_Given request 1_. Pull out each line of the listing below that contains the string "dirt", matching case.

_Selected excerpt_.
## BEGIN
EM variants, data augmentation

Stat 221, Lecture 12

@snesterko

Roadmap

  • Finish EM for HMM.
  • Solve the mystery of the Q function.
  • Look at other versions of EM:
    • Tweak the M step (ECM).
    • Use EM via data augmentation.
    • Tweak the E step (PX-EM and mcEM).

The mystery of the \\( Q \\) function

The ECM algorithm

  • Expectation-Conditional Maximization.
  • Fix some parameters, maximize over others, and iterate.
  • Little and Rubin pp. 179-183, 223-226.

Example

  • Multivariate regression with incomplete data

$$Y_i \sim N_K \left( X_i \beta , \Sigma\right), i = 1, \ldots, n$$

CM step

$$\begin{align}\beta^{(t + 1)} = & \left( \sum_{i=1}^n X_i^T (\Sigma^{(t)})^{-1}X_i\right)^{-1} \\ & \cdot \left( \sum_{i=1}^n X_i^T (\Sigma^{(t)})^{-1}Y_i\right)\end{align}$$

$$\Sigma^{t+1} = \frac{1}{n} \sum_{i=1}^n (Y_i - X_i \beta^{(t+1)}) (Y_i - X_i \beta^{(t+1)})^T$$

Complete-data likelihood increases

$$\begin{align} l( \beta^{(t+1)}, \Sigma^{(t)} \given Y) & \geq l( \beta^{(t)}, \Sigma^{(t)} \given Y) \\ l( \beta^{(t+1)}, \Sigma^{(t+1)} \given Y) & \geq l( \beta^{(t+1)}, \Sigma^{(t)} \given Y)\end{align}$$

E step

$$\begin{align}&l(\mu, \Sigma \given Y_{\rr{obs}}) = const - \frac{1}{2} \sum_{i=1}^n log |\Sigma_{\rr{obs}, i}| \\ & - \frac{1}{2} \sum_{i=1}^n (y_{\rr{obs}, i} -\mu_{\rr{obs}, i})^T \Sigma^{-1}_{\rr{obs}, i} (y_{\rr{obs}, i} - \mu_{\rr{obs}, i})\end{align}$$

  • Why \\( \mu_{\rr{obs}, i}, \Sigma_{\rr{obs}, i}\\) have an \\( i \\)?
## END
_Data for processing_.
## BEGIN
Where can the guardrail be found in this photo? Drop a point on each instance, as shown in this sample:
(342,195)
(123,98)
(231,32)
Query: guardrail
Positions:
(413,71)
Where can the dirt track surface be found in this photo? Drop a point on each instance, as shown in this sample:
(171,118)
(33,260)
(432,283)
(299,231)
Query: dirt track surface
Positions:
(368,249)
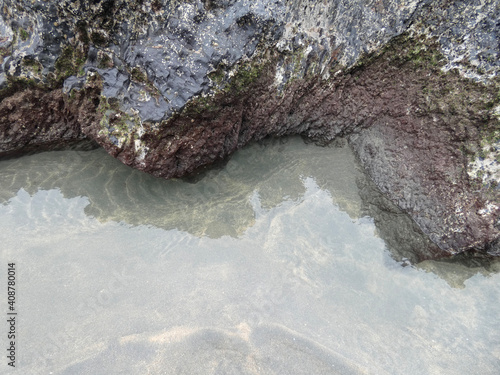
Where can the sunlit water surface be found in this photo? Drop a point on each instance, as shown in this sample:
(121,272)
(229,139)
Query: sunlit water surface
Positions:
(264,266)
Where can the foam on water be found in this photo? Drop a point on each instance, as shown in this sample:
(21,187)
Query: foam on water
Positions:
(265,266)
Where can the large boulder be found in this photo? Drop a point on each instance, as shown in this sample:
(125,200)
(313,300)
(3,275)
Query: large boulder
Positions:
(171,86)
## END
## BEGIN
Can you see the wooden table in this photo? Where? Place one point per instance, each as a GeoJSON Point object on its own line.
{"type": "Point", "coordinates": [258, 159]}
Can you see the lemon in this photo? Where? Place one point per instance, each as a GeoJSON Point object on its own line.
## END
## BEGIN
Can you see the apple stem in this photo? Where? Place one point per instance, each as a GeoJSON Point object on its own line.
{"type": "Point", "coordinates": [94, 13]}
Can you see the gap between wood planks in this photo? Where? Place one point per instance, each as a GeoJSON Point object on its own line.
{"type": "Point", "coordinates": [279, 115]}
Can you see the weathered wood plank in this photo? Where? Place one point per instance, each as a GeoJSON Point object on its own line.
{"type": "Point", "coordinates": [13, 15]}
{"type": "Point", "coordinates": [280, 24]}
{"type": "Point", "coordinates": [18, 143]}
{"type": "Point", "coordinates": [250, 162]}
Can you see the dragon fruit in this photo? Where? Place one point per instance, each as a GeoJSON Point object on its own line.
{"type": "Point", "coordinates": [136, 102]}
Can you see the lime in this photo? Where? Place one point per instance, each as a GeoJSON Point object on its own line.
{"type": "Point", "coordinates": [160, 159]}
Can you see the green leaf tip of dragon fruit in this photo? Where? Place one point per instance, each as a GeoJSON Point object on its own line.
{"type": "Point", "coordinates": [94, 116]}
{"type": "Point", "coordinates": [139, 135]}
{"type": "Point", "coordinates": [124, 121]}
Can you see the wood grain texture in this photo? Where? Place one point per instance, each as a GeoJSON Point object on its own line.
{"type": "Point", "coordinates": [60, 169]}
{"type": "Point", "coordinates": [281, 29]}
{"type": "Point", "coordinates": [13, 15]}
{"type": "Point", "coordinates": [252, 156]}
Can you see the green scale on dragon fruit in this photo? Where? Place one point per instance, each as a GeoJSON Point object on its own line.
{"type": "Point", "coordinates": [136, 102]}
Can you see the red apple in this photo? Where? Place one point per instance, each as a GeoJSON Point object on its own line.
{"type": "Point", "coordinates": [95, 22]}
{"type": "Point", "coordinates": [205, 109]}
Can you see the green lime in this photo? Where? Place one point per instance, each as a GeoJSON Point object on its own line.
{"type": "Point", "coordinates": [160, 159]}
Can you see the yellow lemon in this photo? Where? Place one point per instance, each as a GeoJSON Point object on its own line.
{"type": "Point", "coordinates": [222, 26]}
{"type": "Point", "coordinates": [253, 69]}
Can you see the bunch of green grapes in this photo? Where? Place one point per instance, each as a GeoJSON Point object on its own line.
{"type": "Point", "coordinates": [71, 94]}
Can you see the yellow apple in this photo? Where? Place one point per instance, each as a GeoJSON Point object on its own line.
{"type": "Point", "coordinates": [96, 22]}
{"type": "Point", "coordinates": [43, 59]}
## END
_Given request 2_. Rewrite the EM lecture notes starting at "The mystery of the \\( Q" and ending at "pp. 179-183, 223-226.", changing "parameters" to "coefficients".

_Response 1_.
Where can the dirt track surface be found in this photo? Drop a point on each instance, as shown in this sample:
Query: dirt track surface

_Response 2_.
The mystery of the \\( Q \\) function

The ECM algorithm

  • Expectation-Conditional Maximization.
  • Fix some coefficients, maximize over others, and iterate.
  • Little and Rubin pp. 179-183, 223-226.